→ SFIDE
[a] Secondo il brano su Occhionero, in che data Kieran Ramsey scrisse a Nunzia Ciardi la lettera in cui compare il nome di Occhionero?
[b] Rendi in inglese questa frase del brano su Occhionero: «L’ingegnere si è poi rivolto alla procura di Perugia per denunciare quanto stava accadendo a Roma.»

→ BRANO DEL DOCUMENTO

★ ★ ★ ★

Occhionero scrive in una lettera rivolta all’allora ambasciatore americano, Lewis Eisenberg, e al Congresso americano di essere stato vittima di una macchinazione da parte della polizia postale italiana e della sua divisione informatica, la CNAIPC, che avrebbero hackerato i server delle sue società negli Stati Uniti.
Lo scopo della operazione era quello di piantare delle email classificate prese dai server della Clinton e poi successivamente associare tali email a Trump per via della vicinanza di Occhionero agli ambienti repubblicani americani.
L’ingegnere si è poi rivolto alla procura di Perugia per denunciare quanto stava accadendo a Roma. Nei giorni scorsi, la sorella di Giulio, Francesca Maria, ha scritto su Facebook che il procedimento a carico contro di lei e il fratello è stato definitivamente archiviato dopo ben 6 anni di indagini.
E non un rigo di tutto questo è finito sulle pagine dei quotidiani italiani che nel 2017 scrissero titoli a caratteri cubitali per descrivere la presunta rete di spionaggio dei due fratelli.
Occhionero dunque pare essere stato il classico agnello sacrificale utilizzato per giungere ad un altro scopo, ovvero quello di accusare illegalmente Donald Trump.
Se quindi tale ricostruzione è corretta, si vede che il complotto contro Trump sarebbe proceduto su due binari. Da un lato, quello americano della FBI che conduceva l’inchiesta Crossfire Hurricane, e dall’altro quello italiano della polizia postale che avrebbe coinvolto illegalmente Occhionero secondo quanto denunciato da lui stesso.
Nei mesi precedenti c’erano già tracce di una collaborazione tra le autorità americane e italiane e il nome di Occhionero viene citato in una lettera scritta l’11 aprile 2016 dall’allora addetto dell’FBI dell’ambasciata americana in Italia, Kieran Ramsey, a Nunzia Ciardi, dirigente della Postale.

★ ★ ★ ★

→ DATI FORNITI

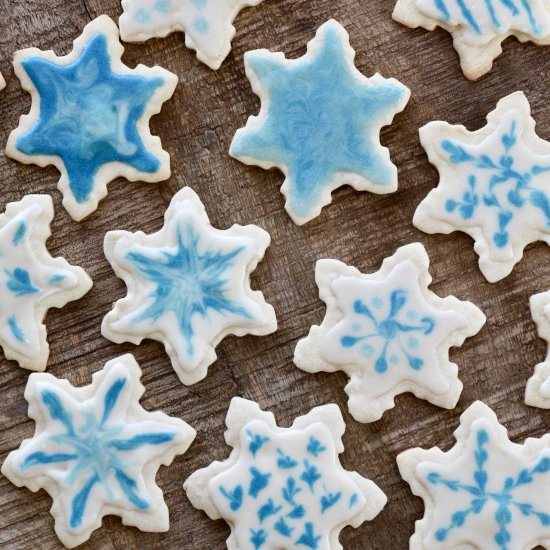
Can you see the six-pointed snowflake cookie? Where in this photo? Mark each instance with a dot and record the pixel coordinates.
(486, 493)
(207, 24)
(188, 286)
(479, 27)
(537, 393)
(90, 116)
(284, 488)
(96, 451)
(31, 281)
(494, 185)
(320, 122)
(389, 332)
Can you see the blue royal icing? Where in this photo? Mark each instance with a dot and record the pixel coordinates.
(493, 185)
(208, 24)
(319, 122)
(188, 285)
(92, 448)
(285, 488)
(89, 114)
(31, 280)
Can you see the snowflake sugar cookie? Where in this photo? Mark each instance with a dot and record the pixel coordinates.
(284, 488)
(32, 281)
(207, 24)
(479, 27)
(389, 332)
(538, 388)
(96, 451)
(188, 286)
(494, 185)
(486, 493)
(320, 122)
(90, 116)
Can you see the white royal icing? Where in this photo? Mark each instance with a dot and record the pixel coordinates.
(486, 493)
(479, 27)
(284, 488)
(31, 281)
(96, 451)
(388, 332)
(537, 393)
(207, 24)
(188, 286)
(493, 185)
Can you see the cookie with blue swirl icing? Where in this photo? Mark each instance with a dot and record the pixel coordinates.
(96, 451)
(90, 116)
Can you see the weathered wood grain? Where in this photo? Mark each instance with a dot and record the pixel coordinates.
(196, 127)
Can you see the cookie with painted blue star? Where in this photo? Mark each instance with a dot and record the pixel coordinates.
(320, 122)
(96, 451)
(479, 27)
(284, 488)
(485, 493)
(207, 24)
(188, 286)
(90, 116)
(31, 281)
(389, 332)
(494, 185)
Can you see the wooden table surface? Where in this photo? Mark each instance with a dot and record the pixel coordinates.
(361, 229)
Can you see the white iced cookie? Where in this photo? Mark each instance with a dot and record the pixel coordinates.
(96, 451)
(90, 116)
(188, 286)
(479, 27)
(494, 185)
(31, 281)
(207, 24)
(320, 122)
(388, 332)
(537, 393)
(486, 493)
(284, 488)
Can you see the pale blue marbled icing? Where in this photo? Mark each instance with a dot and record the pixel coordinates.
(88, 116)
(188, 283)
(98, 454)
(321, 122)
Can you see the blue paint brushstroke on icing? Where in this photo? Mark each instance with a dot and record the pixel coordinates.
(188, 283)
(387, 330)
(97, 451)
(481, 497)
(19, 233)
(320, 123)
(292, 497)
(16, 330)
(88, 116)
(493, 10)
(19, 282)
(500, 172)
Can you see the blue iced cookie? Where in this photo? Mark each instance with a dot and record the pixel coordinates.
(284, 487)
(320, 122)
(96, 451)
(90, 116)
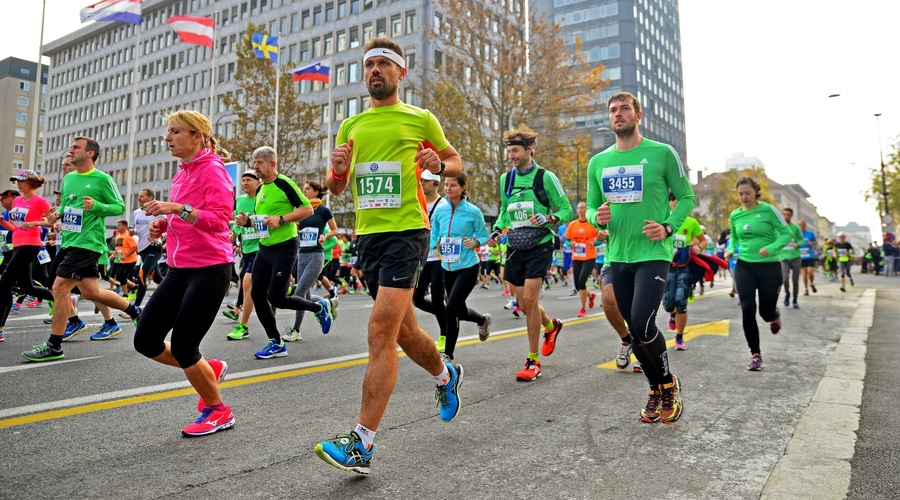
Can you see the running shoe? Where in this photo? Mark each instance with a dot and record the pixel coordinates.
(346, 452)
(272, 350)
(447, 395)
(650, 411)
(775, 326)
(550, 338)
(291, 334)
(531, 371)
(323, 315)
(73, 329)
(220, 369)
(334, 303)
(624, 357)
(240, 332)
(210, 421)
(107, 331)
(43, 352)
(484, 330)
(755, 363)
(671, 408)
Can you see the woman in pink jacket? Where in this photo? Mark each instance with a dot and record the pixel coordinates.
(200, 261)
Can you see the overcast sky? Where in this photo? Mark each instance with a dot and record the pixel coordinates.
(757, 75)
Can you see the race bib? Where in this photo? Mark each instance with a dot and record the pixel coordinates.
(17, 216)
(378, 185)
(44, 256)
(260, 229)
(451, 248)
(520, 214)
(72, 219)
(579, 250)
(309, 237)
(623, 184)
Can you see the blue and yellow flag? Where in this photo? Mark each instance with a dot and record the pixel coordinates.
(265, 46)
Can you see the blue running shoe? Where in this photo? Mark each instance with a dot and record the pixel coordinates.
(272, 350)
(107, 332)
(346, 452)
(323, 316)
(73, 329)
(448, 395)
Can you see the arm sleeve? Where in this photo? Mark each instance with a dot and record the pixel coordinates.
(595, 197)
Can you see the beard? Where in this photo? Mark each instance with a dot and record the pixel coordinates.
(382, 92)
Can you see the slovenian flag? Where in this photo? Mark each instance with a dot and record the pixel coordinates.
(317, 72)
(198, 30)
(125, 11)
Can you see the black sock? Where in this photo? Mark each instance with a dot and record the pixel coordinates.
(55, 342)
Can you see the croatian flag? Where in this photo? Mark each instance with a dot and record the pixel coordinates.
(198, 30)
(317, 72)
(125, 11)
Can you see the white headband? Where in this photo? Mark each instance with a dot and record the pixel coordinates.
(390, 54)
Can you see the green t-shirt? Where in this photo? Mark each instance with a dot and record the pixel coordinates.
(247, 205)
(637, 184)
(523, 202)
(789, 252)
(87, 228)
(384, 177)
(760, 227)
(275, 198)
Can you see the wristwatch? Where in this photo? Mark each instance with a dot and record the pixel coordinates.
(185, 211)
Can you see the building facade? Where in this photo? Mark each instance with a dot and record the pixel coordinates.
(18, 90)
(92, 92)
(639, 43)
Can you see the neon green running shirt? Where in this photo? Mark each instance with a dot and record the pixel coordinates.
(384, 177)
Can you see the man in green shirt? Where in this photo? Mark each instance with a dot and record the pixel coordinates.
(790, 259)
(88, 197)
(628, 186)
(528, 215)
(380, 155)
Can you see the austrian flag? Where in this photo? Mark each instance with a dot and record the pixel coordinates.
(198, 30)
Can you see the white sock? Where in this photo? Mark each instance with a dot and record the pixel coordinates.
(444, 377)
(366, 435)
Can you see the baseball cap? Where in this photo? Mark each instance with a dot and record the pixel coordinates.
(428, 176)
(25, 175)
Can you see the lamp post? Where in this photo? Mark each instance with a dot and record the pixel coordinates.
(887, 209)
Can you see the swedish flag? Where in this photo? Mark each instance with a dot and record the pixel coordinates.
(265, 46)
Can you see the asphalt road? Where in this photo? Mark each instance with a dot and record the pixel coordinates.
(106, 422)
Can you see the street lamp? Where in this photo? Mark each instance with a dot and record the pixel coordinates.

★ ★ ★ ★

→ RISPOSTE COMPLETE
[a] L'11 aprile 2016.

[b] The engineer then turned to the Perugia prosecutor's office to report what was happening in Rome.